## Your assignment
If a line in the data below contains "snake", copy it.

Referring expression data

● ● ● ●

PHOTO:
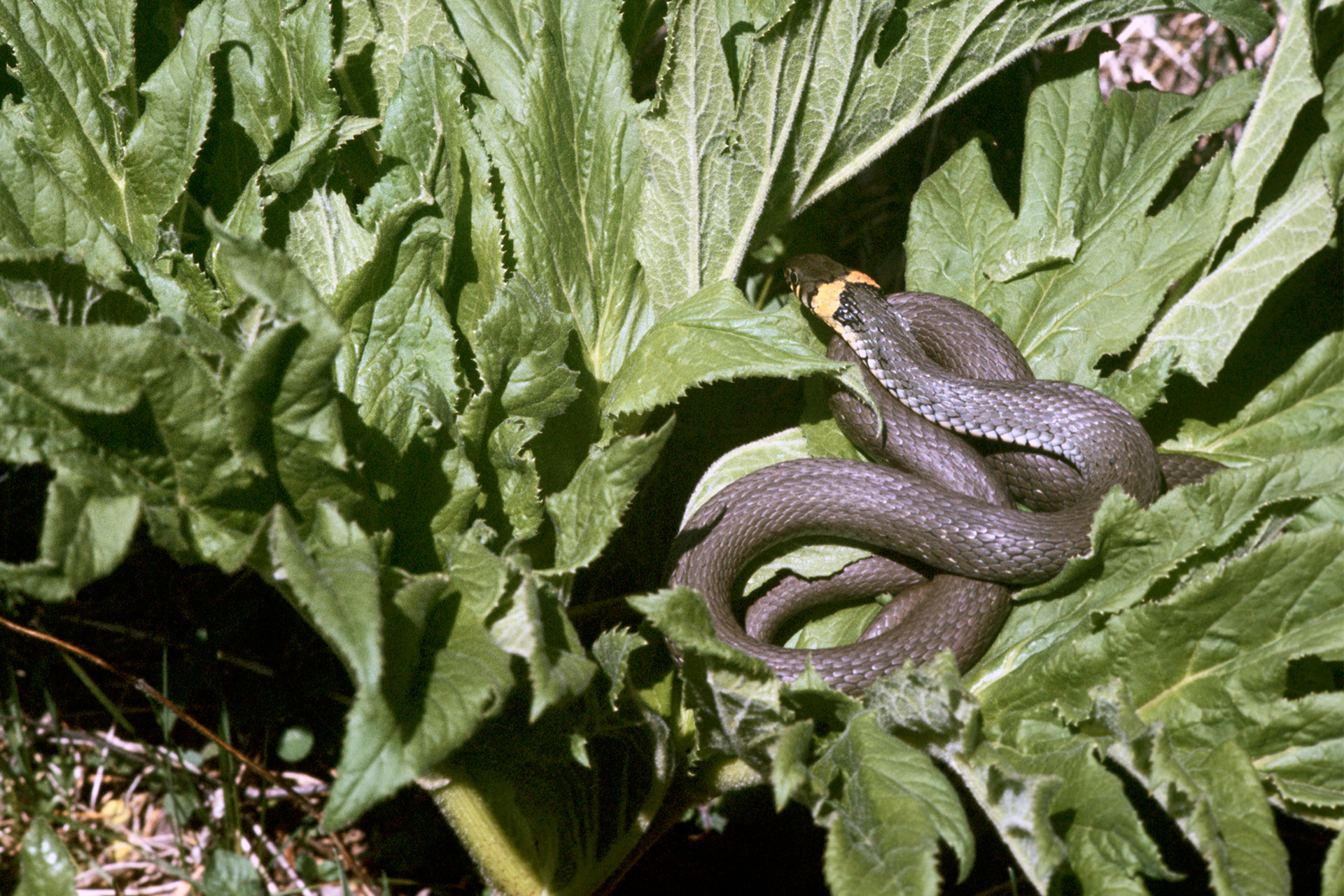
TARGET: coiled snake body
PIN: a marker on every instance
(932, 365)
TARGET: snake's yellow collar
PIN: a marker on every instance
(827, 298)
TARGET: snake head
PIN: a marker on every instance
(822, 284)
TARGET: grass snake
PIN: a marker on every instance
(944, 516)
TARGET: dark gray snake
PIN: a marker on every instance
(932, 365)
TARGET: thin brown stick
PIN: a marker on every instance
(311, 808)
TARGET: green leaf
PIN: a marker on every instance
(713, 336)
(1205, 324)
(521, 348)
(736, 697)
(894, 809)
(425, 671)
(375, 42)
(1136, 551)
(933, 708)
(1214, 796)
(612, 652)
(1301, 409)
(327, 242)
(308, 43)
(534, 626)
(227, 874)
(1066, 317)
(540, 821)
(515, 470)
(402, 339)
(589, 510)
(422, 137)
(1060, 117)
(162, 148)
(45, 864)
(1288, 86)
(749, 131)
(570, 176)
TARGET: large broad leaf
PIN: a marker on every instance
(750, 131)
(561, 127)
(1110, 261)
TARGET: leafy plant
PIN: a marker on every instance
(409, 375)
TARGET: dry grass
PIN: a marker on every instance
(143, 820)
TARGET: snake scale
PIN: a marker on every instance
(944, 516)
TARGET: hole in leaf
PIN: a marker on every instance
(1312, 675)
(23, 492)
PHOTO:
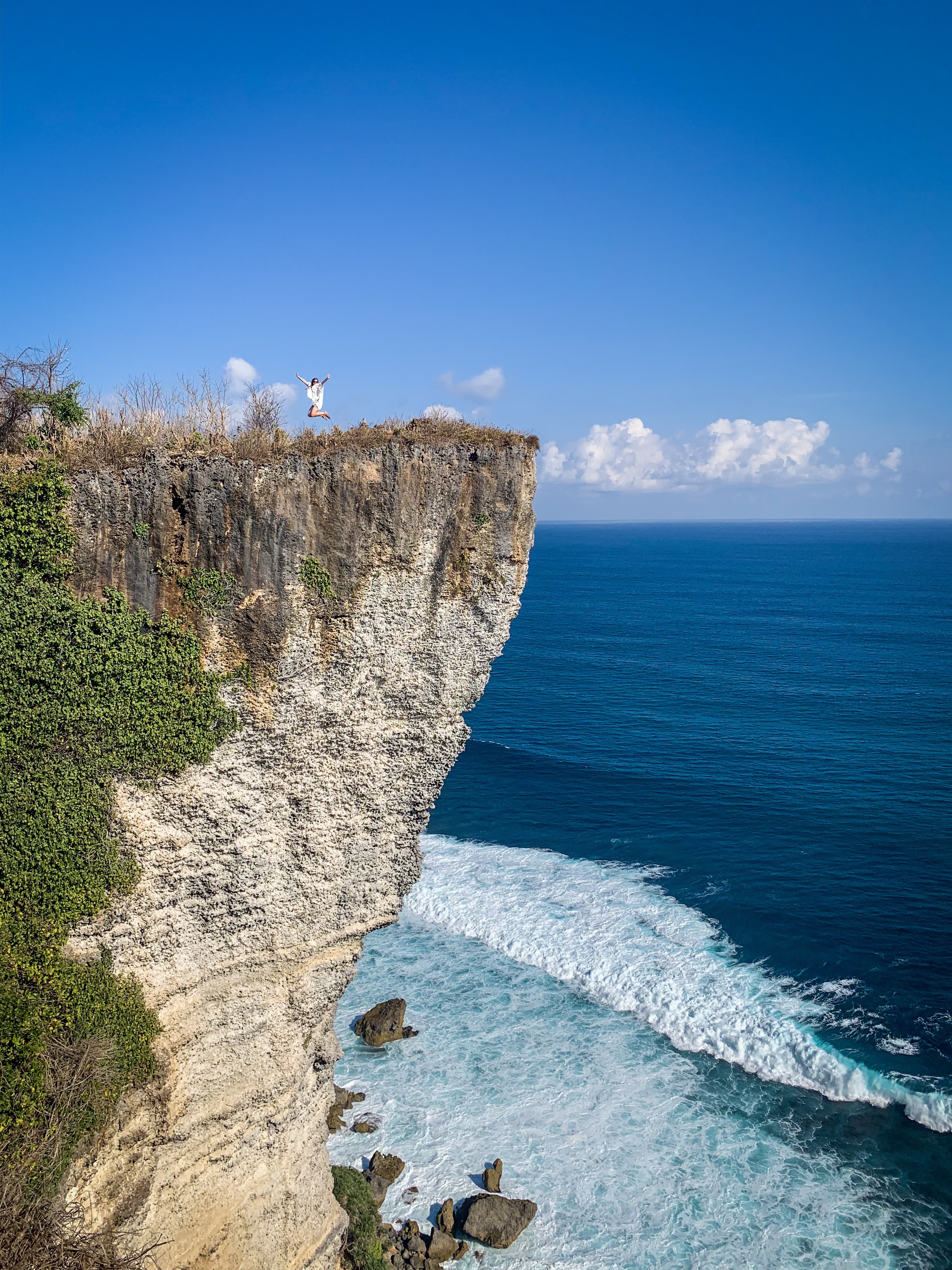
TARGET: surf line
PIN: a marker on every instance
(617, 938)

● ● ● ●

## Problem solution
TARGET: coiled snake body
TARGET: snake's yellow collar
TARGET: snake head
TARGET: grass snake
TARGET: dark gray snake
TARGET: snake scale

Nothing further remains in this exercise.